§ **ПРИВЕДЁННЫЙ ОТРЫВОК**:
○ ○ ○

4 января. Последние две недели дули довольно свежие (Было: сильные; свежие вписано другим почерком и другими чернилами) ветра, преимущественно от 10 час. утра до 5 час. пополудни; здесь они являются редкостью в октябре и ноябре месяце, почему днем теперь гораздо свежее. Ульсон уговорил меня ехать удить рыбу, но как я и ожидал, мы ничего не поймали. Жители Горенду и Бонгу занимались также рыбною ловлей; я направил шлюпку к [141] трем ближайшим огонькам посмотреть, как они это делают. Подъехав довольно близко, я окликнул их; на пирогах произошло смятение. Огни сейчас же потухли, и пироги скрылись в темноте по направлению к берегу. Причиною бегства туземцев и внезапной темноты было присутствие на пирогах женщин, которых при моем появлении поспешно высадили на берег. Я узнал об этом по донесшимся до меня женским голосам.

Они, однако ж, вернулись, и минуты через две шлюпка была окружена десятком пирог, и почти что каждый из туземцев подал мне по одной или по две рыбки, а затем они отъехали и продолжали ловлю. На платформе каждой пироги лежал целый ворох связанной в пучки длинной сухой травы (Imperata). Стоящий впереди пироги туземец зажигал один за другим эти пучки и освещал поверхность воды. На платформе помещался другой туземец с юром (острогой) футов 8 или 9 длины, который он метал в воду и почти что каждый раз сбрасывал ногой с юра две или три рыбки. Часто ему приходилось выпускать последние из рук, и когда это случалось, то пирога подъезжала к юру, который плавал стоя, погруженный в воду только на четверть. Юр так устроен, что, погрузившись в воду и захватив добычу (рыбки остаются между зубьями), поднимается из воды сам и плавает, почти что перпендикулярно стоя в воде 73. Наконец, третий папуас управлял шлюпкой, сидя (Было: стоя; сидя вписано другим почерком и другими чернилами) на корме.

○ ○ ○

§ **ЗАПИСАННЫЕ ДАННЫЕ**:
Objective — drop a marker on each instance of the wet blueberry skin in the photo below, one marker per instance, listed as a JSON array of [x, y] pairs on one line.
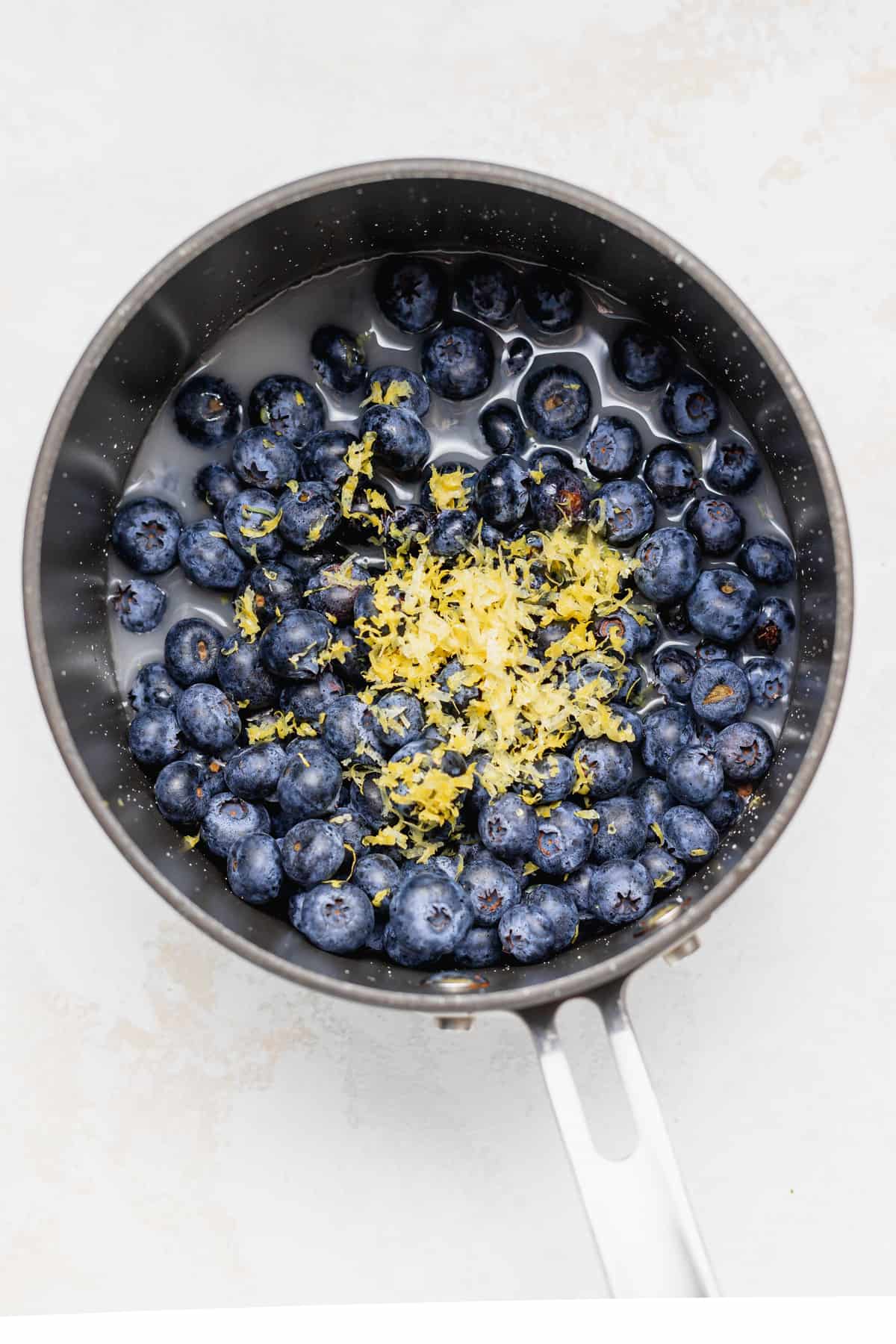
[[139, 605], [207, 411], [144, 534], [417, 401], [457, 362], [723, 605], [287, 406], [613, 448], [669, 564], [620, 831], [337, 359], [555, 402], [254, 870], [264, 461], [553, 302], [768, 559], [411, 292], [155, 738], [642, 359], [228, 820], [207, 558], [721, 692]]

○ ○ ○

§ **ЗАДАНИЕ**: Перепиши, пожалуйста, часть дневниковой записи, начиная со слов «4 января. Последние» и далее вплоть до слов «меня женским голосам.», заменив в ней «пирогах» на «лодках».

§ **ПИСЬМЕННЫЙ ОТВЕТ**:
4 января. Последние две недели дули довольно свежие (Было: сильные; свежие вписано другим почерком и другими чернилами) ветра, преимущественно от 10 час. утра до 5 час. пополудни; здесь они являются редкостью в октябре и ноябре месяце, почему днем теперь гораздо свежее. Ульсон уговорил меня ехать удить рыбу, но как я и ожидал, мы ничего не поймали. Жители Горенду и Бонгу занимались также рыбною ловлей; я направил шлюпку к [141] трем ближайшим огонькам посмотреть, как они это делают. Подъехав довольно близко, я окликнул их; на лодках произошло смятение. Огни сейчас же потухли, и пироги скрылись в темноте по направлению к берегу. Причиною бегства туземцев и внезапной темноты было присутствие на лодках женщин, которых при моем появлении поспешно высадили на берег. Я узнал об этом по донесшимся до меня женским голосам.